Aim of the task: Only the lines from the one containing "Practice. Spot the roof gutter" to the end of the entries should be written out, each exactly as it stands, both ends included.

(Pointing dataset records)

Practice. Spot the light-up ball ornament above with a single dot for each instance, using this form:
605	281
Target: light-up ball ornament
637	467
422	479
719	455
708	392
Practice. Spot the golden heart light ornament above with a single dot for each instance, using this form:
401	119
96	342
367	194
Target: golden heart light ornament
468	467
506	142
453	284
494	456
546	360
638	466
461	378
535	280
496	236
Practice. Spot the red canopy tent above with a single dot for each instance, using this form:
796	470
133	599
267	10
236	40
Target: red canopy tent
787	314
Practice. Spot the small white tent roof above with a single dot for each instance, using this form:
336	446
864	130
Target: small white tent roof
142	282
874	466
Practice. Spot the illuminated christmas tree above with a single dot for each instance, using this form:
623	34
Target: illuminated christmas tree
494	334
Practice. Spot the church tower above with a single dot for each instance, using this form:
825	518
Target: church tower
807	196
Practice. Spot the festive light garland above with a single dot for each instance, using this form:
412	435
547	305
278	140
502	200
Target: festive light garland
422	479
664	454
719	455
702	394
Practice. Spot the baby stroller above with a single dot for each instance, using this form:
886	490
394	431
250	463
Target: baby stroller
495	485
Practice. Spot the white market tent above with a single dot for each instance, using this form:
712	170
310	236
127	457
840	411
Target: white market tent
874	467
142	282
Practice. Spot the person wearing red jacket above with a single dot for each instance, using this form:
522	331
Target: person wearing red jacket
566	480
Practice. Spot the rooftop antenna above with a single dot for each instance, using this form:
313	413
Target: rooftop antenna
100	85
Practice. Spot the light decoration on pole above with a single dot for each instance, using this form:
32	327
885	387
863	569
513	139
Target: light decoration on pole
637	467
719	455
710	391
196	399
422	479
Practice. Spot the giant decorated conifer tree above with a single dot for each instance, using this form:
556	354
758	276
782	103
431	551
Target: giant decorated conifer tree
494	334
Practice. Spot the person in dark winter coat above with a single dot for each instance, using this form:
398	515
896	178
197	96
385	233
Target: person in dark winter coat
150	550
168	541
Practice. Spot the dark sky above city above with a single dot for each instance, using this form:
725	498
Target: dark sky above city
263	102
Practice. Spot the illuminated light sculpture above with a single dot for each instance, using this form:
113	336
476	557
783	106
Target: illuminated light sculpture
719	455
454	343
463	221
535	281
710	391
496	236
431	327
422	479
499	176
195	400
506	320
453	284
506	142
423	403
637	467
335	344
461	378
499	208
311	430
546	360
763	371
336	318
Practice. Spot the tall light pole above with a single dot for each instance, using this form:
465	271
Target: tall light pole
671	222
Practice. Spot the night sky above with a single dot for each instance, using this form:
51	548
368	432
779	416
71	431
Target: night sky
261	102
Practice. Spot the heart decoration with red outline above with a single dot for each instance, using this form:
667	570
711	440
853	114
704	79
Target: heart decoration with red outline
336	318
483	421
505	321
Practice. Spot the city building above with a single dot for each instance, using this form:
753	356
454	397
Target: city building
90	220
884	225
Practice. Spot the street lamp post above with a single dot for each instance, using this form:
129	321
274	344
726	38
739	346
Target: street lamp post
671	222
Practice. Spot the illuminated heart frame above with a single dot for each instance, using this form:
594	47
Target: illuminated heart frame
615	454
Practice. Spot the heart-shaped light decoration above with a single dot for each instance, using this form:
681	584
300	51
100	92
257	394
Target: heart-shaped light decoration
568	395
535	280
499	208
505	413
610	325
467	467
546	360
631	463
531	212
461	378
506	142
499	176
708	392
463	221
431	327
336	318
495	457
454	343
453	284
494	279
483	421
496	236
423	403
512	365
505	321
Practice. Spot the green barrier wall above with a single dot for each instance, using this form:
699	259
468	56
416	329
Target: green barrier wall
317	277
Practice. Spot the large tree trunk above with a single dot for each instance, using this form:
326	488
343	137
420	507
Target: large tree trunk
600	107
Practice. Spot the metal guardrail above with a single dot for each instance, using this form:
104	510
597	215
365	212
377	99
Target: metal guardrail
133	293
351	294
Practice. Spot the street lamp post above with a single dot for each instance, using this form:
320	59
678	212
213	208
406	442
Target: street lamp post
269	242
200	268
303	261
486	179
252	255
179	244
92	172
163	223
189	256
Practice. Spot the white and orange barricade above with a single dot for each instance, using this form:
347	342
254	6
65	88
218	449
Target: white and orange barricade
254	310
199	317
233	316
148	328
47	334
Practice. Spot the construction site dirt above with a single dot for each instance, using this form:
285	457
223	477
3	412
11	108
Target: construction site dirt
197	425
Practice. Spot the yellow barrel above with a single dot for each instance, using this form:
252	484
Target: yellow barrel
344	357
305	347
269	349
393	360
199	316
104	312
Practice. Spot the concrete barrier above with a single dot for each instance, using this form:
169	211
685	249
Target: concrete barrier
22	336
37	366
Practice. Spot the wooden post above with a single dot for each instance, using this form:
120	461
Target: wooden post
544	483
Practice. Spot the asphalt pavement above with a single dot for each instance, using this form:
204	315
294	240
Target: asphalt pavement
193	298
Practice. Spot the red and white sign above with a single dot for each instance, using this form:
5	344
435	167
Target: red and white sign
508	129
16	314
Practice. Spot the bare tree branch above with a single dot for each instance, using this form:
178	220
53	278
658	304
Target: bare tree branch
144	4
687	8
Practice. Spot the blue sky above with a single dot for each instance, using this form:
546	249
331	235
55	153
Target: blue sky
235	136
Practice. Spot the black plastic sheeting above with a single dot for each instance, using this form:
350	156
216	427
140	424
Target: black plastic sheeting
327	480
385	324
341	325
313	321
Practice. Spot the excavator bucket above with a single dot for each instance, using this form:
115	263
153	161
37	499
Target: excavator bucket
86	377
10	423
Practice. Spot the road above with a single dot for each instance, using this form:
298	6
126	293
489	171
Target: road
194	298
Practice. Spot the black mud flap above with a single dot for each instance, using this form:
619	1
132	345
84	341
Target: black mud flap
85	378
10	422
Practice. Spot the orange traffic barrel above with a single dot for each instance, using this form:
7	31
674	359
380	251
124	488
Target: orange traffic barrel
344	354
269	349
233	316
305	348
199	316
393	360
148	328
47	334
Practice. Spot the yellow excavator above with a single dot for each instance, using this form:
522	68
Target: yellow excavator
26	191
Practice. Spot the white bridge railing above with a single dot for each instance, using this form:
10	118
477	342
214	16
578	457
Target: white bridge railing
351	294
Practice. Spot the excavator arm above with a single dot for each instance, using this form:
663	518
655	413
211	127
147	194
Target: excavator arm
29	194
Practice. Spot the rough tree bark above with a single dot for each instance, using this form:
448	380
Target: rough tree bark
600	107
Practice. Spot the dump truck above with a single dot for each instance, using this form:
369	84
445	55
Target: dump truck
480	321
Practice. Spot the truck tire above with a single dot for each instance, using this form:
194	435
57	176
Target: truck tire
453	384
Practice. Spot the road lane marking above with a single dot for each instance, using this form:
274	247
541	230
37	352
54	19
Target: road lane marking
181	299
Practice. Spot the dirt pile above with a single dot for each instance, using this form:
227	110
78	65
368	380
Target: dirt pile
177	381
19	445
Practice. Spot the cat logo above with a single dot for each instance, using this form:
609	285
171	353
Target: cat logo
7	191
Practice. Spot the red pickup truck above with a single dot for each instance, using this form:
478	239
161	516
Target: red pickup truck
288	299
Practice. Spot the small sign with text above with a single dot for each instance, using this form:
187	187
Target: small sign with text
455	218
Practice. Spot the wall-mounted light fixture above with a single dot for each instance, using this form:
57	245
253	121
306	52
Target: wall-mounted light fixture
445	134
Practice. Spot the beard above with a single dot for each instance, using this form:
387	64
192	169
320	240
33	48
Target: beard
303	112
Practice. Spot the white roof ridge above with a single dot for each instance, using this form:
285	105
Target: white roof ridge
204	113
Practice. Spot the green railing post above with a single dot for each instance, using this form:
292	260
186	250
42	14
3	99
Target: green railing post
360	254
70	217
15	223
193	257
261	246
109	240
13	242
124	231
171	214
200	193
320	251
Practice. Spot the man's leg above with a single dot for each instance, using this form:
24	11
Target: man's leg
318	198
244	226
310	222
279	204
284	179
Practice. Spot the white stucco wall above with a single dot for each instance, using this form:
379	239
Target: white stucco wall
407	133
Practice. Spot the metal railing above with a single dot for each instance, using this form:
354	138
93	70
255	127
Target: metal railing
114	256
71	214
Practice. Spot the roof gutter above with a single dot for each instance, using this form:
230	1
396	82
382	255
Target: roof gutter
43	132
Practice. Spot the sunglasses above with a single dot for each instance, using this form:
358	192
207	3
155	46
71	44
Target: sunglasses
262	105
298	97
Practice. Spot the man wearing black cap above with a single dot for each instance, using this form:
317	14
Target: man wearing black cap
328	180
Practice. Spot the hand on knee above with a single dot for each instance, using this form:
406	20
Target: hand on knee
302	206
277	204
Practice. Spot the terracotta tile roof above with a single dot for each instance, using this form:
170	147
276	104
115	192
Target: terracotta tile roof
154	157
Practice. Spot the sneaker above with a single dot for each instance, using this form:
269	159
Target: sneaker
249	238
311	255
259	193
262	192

Full answer:
Practice. Spot the roof gutter above with a single dot for each instance, using this form:
230	1
396	82
382	255
Target: roof gutter
43	132
Practice. Spot the sunglasses above with a single dot for each instance, using this form:
358	192
207	3
155	46
71	44
Target: sunglasses
262	105
298	97
Practice. Spot the man wearing black cap above with a single dot for each instance, using this form:
317	14
Target: man wearing black cap
328	180
Practice. Spot the hand on knee above with a single dot for each instance, using this form:
406	20
Target: hand on knee
302	206
277	204
Practice. Spot the terracotta tile roof above with a single dot for each instance, using this form:
170	147
276	104
115	192
Target: terracotta tile roof
154	157
Practice. Spot the sneaker above with a single dot for each instance, using this form:
269	159
Target: sneaker
249	238
311	255
259	193
262	192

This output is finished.